• **Records provided**:
◇ ◇ ◇

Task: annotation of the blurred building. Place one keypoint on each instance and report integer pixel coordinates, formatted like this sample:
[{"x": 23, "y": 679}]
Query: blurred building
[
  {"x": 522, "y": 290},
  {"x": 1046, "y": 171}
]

◇ ◇ ◇

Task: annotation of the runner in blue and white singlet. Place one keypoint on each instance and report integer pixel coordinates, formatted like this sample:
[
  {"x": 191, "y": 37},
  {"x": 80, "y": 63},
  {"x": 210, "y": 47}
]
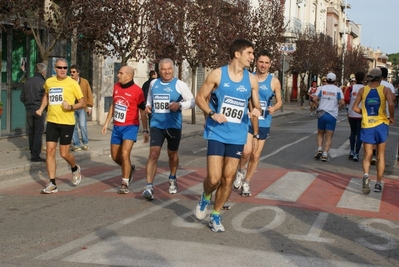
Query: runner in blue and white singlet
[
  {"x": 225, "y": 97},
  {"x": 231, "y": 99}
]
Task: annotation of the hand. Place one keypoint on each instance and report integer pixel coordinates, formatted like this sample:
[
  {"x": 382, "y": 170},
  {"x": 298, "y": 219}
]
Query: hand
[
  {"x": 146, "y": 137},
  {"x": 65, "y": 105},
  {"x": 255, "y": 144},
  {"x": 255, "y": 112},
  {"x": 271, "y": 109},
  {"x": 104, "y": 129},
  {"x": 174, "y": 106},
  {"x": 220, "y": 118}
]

◇ ◇ ◇

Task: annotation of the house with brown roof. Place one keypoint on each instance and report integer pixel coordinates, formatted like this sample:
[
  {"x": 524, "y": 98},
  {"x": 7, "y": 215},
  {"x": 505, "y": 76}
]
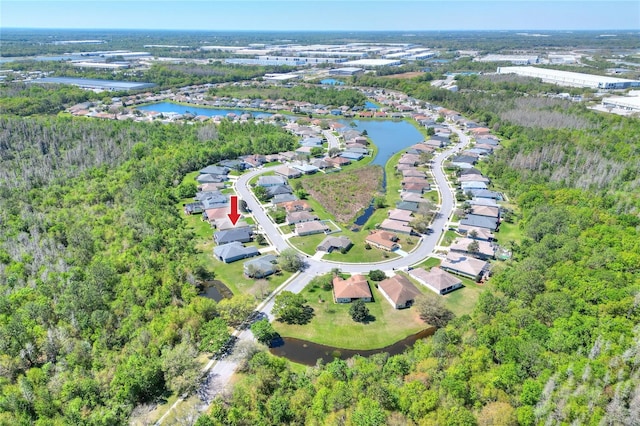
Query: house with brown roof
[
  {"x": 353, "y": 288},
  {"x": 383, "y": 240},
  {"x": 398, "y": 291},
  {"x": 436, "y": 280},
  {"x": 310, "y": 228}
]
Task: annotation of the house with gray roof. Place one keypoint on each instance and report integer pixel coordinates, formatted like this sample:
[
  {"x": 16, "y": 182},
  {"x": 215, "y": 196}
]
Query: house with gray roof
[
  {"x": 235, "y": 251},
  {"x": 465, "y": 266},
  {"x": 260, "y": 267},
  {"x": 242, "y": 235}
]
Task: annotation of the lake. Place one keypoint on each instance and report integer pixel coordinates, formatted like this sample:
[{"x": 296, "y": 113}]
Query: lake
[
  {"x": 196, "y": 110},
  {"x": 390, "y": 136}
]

◇ ◇ ◇

• **Exercise instructions**:
Would you state how many lines in the listing above contain the word "integer"? Reply with the number and no other words.

• **Task output**:
6